WHAT YOU ARE ASKED TO DO: Nothing but the lines from the one containing "Our designer has requested the exact region of the cabinet" through the final line of the listing should appear in the answer, each exactly as written.

RECORDS SUPPLIED:
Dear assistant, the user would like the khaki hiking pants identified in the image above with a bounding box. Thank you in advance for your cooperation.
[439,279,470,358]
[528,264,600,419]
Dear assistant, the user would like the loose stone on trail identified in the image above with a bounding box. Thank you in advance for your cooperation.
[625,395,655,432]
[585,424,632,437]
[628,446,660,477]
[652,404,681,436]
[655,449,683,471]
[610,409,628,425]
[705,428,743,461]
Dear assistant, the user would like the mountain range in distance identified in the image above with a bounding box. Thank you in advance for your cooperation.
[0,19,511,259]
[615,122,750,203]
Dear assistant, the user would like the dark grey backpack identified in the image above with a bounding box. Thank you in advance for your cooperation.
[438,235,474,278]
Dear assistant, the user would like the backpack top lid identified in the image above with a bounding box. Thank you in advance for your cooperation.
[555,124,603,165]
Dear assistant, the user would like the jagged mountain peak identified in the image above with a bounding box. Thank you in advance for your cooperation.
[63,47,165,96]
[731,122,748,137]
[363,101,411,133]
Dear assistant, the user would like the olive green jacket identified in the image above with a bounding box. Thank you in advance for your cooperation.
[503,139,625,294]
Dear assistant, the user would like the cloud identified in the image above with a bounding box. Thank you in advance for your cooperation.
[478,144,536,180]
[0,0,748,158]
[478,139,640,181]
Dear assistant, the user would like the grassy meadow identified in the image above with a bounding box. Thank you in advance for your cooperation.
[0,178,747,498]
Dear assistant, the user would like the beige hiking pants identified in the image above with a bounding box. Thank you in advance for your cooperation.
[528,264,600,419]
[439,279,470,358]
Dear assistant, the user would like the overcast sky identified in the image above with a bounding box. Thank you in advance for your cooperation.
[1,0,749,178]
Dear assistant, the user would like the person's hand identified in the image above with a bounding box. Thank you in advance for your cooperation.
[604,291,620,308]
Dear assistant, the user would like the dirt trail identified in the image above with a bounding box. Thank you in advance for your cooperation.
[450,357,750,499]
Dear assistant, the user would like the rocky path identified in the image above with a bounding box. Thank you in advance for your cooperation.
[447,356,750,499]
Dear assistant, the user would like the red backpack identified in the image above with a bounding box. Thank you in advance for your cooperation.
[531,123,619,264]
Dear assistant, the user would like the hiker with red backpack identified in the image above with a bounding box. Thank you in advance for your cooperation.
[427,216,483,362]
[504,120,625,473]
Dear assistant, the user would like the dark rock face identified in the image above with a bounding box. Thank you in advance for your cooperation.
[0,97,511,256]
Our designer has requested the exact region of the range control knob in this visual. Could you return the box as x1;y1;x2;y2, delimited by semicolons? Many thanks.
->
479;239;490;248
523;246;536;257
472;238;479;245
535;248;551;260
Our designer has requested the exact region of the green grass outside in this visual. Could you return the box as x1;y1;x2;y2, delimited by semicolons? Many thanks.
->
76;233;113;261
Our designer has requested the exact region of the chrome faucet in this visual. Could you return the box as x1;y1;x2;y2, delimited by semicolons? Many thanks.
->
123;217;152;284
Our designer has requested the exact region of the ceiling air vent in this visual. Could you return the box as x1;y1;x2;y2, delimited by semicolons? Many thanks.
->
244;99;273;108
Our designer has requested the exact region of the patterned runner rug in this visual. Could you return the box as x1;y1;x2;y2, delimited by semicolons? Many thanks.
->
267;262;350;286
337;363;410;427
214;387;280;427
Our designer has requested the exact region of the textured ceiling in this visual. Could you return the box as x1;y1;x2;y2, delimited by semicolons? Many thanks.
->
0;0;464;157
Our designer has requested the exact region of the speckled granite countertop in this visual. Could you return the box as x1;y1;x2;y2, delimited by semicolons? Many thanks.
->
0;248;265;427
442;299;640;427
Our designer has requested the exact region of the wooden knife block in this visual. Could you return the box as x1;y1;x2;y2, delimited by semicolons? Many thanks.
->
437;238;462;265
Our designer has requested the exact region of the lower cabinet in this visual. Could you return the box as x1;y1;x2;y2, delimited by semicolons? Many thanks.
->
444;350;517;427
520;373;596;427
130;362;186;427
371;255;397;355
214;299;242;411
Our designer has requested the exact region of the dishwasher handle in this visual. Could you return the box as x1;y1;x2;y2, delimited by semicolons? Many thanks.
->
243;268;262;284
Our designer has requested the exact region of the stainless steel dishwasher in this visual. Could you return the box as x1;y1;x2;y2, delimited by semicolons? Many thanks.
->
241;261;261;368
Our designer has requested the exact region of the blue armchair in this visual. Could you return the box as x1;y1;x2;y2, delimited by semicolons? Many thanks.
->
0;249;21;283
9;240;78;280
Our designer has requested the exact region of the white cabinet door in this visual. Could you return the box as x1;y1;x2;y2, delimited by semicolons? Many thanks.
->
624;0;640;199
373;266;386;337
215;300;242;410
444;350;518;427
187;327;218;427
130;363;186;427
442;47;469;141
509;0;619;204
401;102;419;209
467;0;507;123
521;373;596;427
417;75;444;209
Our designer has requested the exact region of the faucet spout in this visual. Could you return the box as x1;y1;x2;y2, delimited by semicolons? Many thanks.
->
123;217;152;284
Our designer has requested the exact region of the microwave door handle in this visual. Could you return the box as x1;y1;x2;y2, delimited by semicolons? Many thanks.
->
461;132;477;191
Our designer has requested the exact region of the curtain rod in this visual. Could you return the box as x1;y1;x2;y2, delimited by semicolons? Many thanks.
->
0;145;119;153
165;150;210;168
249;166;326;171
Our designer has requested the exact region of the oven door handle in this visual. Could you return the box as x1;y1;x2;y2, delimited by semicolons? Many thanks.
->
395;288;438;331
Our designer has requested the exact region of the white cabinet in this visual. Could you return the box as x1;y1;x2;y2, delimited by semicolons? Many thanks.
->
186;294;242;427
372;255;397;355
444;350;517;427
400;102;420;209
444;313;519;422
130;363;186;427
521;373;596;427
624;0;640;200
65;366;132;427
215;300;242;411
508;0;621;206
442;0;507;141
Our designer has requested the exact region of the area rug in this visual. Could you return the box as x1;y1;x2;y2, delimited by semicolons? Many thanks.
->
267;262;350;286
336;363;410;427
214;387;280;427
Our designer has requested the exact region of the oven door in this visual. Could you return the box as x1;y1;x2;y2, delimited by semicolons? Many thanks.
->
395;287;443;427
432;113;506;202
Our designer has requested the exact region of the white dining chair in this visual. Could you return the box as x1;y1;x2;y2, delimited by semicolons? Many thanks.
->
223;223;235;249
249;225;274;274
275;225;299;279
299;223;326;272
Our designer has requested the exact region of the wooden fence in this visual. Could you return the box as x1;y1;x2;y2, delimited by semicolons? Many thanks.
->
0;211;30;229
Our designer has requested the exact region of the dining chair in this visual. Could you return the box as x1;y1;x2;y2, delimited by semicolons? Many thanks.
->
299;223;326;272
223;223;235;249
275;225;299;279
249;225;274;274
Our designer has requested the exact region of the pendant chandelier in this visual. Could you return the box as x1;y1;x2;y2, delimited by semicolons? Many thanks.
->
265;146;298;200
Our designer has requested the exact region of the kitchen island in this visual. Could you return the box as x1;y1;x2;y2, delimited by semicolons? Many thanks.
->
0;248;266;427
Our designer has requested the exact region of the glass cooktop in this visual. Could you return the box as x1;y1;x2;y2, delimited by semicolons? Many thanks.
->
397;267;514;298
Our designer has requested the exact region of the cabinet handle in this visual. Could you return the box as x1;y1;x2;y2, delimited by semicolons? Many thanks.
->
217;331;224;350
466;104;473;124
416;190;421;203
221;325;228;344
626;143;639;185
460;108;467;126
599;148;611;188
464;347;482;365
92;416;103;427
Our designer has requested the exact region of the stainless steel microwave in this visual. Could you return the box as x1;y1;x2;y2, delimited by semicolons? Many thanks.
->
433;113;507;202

SOLVED EXERCISE:
Our designer has requested the exact region of the cabinet handle in this visual. Could you return the box as x1;y1;x2;y2, delimited by semicolons? Many thanks.
->
217;331;224;350
466;104;473;124
416;190;421;203
221;325;228;344
626;143;639;185
460;108;467;126
599;148;611;188
464;347;482;365
92;416;103;427
Our designer has requested the exact region of the stainless steel microwave in this visual. Could you return the box as x1;y1;x2;y2, delimited by semicolons? Many thanks.
->
433;113;507;202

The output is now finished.